EXTRACTED TEXT
—————

Available Online: 2018-12-26

Publish Date: 2019-01-20

Abstract

Abstract

Mutations in long-chain acyl-CoA synthetase 4 (ACSL4) are associated with non-syndromic X-linked intellectual disability (ID). However, the neural functions of ACSL4 and how loss of ACSL4 leads to ID remain largely unexplored. We report here that mutations in Acsl, the Drosophila ortholog of human ACSL3 and ACSL4, result in developmental defects of the mushroom body (MB), the center of olfactory learning and memory. Specifically, Acsl mutants show fewer MB neuroblasts (Nbs) due to reduced proliferation activity and premature differentiation. Consistently, these surviving Nbs show reduced expression of cyclin E, a key regulator of the G1- to S-phase cell cycle transition, and nuclear mislocalization of the transcriptional factor Prospero, which is known to repress self-renewal genes and activate differentiating genes. Furthermore, RNA-seq analysis reveals downregulated Nb- and cell-cycle-related genes and upregulated neuronal differentiation genes in Acsl mutant Nbs. As Drosophila Acsl and human ACSL4 are functionally conserved, our findings provide novel insights into a critical and previously unappreciated role of Acsl in neurogenesis and the pathogenesis of ACSL4-related ID.

—————

SUPPLIED INFORMATION

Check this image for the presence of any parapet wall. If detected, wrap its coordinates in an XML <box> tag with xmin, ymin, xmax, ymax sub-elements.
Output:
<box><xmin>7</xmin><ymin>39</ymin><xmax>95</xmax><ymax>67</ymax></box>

—————

DIRECTIONS
Reproduce the entire Acsl abstract word for word, including its dates and headings. Use only the abstract on Acsl and mushroom body development.

EXERCISE ANSWER
Available Online: 2018-12-26

Publish Date: 2019-01-20

Abstract

Abstract

Mutations in long-chain acyl-CoA synthetase 4 (ACSL4) are associated with non-syndromic X-linked intellectual disability (ID). However, the neural functions of ACSL4 and how loss of ACSL4 leads to ID remain largely unexplored. We report here that mutations in Acsl, the Drosophila ortholog of human ACSL3 and ACSL4, result in developmental defects of the mushroom body (MB), the center of olfactory learning and memory. Specifically, Acsl mutants show fewer MB neuroblasts (Nbs) due to reduced proliferation activity and premature differentiation. Consistently, these surviving Nbs show reduced expression of cyclin E, a key regulator of the G1- to S-phase cell cycle transition, and nuclear mislocalization of the transcriptional factor Prospero, which is known to repress self-renewal genes and activate differentiating genes. Furthermore, RNA-seq analysis reveals downregulated Nb- and cell-cycle-related genes and upregulated neuronal differentiation genes in Acsl mutant Nbs. As Drosophila Acsl and human ACSL4 are functionally conserved, our findings provide novel insights into a critical and previously unappreciated role of Acsl in neurogenesis and the pathogenesis of ACSL4-related ID.